Exercise instructions:
a – Condense the paragraph in the Richard Pope article that begins "Pope was raised in New Orleans" into a short bulleted list that keeps its main facts.
b – Reproduce word for word the stretch of the Richard Pope article from "Pope served seven" through "carry malpractice insurance.".

### Text block ###

= Richard Pope (politician) =

American lawyer (born 1962)

Richard Lamar Pope Jr. (born August 18, 1962) is an American attorney and perennial candidate from Bellevue, Washington.

==Early life and education==

Pope was raised in New Orleans, Louisiana and received a BA in economics from Excelsior University before graduating with a JD summa cum laude from the University of Washington School of Law. While still a law student, he sued the University of Washington for withholding social security taxes from student employees ineligible for retirement programs. Though he scored an initial court victory against the university, it was ultimately reversed on appeal by the Washington Supreme Court.

Pope served seven years in the U.S. Army Reserve.

==Career==

===Law practice===

After law school, Pope began to practice law in Washington, earning a reputation as a combative attorney. He has been cautioned by the Washington State Bar Association and fined by the state Court of Appeals. In 2006 he was removed from a case after informing the presiding judge that his mental health was "terrible" and that he suffered from "serious depression". Pope's law license was ultimately reinstated but he was reprimanded by the Washington State Bar Association in 2012 for misconduct in an unrelated matter. Pope is currently licensed to practice law in Washington but does not carry malpractice insurance.

### Data provided ###

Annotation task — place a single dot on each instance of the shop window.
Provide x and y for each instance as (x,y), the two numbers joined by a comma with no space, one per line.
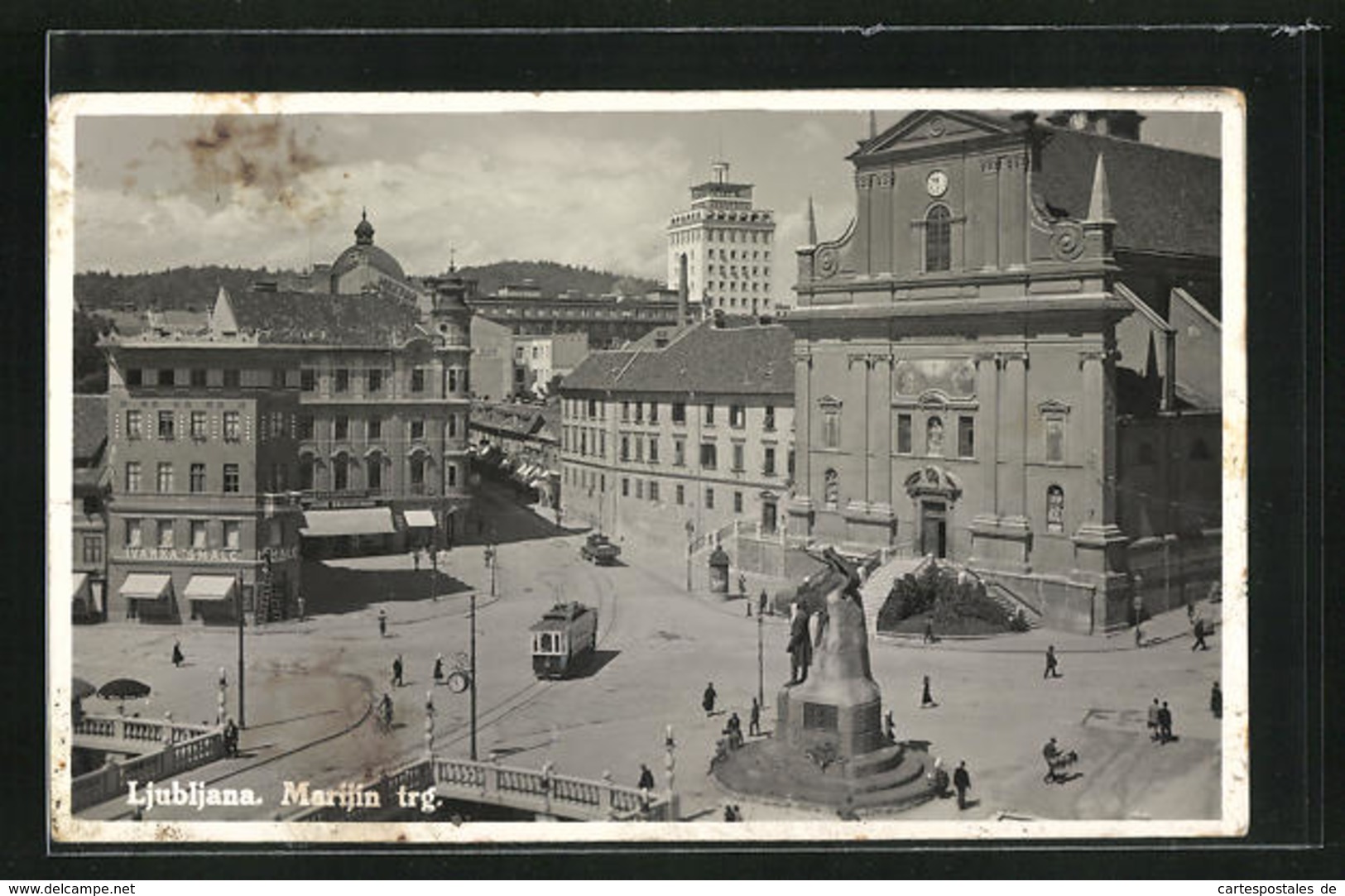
(1054,509)
(938,238)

###

Solution set:
a –
- Raised in New Orleans, Louisiana
- BA in economics from Excelsior University
- JD summa cum laude from the University of Washington School of Law
- As a law student, sued the University of Washington for withholding social security taxes from student employees ineligible for retirement programs
- Won at first, but the Washington Supreme Court reversed the ruling on appeal

b –
Pope served seven years in the U.S. Army Reserve.

==Career==

===Law practice===

After law school, Pope began to practice law in Washington, earning a reputation as a combative attorney. He has been cautioned by the Washington State Bar Association and fined by the state Court of Appeals. In 2006 he was removed from a case after informing the presiding judge that his mental health was "terrible" and that he suffered from "serious depression". Pope's law license was ultimately reinstated but he was reprimanded by the Washington State Bar Association in 2012 for misconduct in an unrelated matter. Pope is currently licensed to practice law in Washington but does not carry malpractice insurance.